■ STATED GOAL ■
Rewrite the listing below, substituting "boundary" for every occurrence of "outline" and leaving all other text unchanged.

■ RAW RECORDS ■

****

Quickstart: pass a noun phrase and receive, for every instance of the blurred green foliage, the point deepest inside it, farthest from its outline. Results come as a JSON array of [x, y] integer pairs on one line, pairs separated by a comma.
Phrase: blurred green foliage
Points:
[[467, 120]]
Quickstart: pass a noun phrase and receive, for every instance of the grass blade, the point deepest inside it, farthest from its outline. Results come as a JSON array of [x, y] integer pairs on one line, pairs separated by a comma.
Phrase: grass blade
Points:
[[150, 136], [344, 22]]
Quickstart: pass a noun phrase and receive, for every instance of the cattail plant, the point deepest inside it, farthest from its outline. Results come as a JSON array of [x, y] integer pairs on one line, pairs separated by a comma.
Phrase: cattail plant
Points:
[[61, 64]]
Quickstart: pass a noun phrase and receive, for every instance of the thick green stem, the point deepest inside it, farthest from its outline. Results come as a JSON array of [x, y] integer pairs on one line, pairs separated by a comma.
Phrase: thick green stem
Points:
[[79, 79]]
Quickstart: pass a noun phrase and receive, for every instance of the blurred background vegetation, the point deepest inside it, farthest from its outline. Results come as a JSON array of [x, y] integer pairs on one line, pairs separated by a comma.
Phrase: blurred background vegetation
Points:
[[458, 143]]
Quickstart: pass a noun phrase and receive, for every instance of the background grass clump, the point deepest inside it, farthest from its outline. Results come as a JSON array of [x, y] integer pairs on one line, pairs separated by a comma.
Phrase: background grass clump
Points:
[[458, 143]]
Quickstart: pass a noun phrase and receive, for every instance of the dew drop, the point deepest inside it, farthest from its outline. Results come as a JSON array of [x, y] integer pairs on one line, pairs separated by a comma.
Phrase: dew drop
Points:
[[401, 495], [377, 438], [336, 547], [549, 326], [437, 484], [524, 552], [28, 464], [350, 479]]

****

■ RESULT OF THIS TASK ■
Quickstart: pass a noun phrase and receive, for every instance of the blurred green foliage, the point deepest inside it, farthest from its boundary. Results come as a JSON array of [x, y] integer pairs on one line, pairs separated by a comma.
Phrase: blurred green foliage
Points:
[[467, 120]]
Quickstart: pass a noun phrase and receive, for every instance of the grass blade, the point deepest inside it, farthest from its boundary. Results come as a JSON array of [x, y] integer pairs on one line, pairs separated by a comma.
Phrase: grass blade
Points:
[[150, 136], [344, 22]]
Quickstart: pass a noun phrase and receive, for every instance of the cattail plant, the point deepest inside it, farthest from its boundary. Results come as a JSON array of [x, y] integer pairs on one line, pairs separated by a comma.
Phrase: cattail plant
Points:
[[61, 64]]
Quickstart: pass a noun phrase and receive, for every instance of the thick green stem, the point deepest inside it, farthest from its boundary. Results come as a JSON array of [x, y] integer pairs on one line, pairs separated by a comma.
Phrase: thick green stem
Points:
[[79, 79]]
Quickstart: pass a noun phrase and receive, for every instance of the blurred background vegetation, the point deepest inside it, farthest from its boundary. Results come as a JSON array of [x, y] integer pairs on one line, pairs separated by a comma.
Phrase: blurred background vegetation
Points:
[[458, 143]]
Quickstart: pass a noun phrase and receive, for every instance of the background grass clump, the point deepest inside it, farthest from its boundary. Results come as a JSON array of [x, y] integer pairs on one line, pairs separated by a comma.
Phrase: background grass clump
Points:
[[458, 143]]
Quickstart: pass a noun phrase and receive, for every instance of the dew drop, the point deepest inside it, farthest from its boundary. Results come as a JSON array of [x, y] integer pairs on one line, pairs separated by a comma.
Phrase: dew drop
Points:
[[401, 495], [377, 438], [336, 547], [549, 326], [437, 484], [524, 552], [28, 464], [350, 479]]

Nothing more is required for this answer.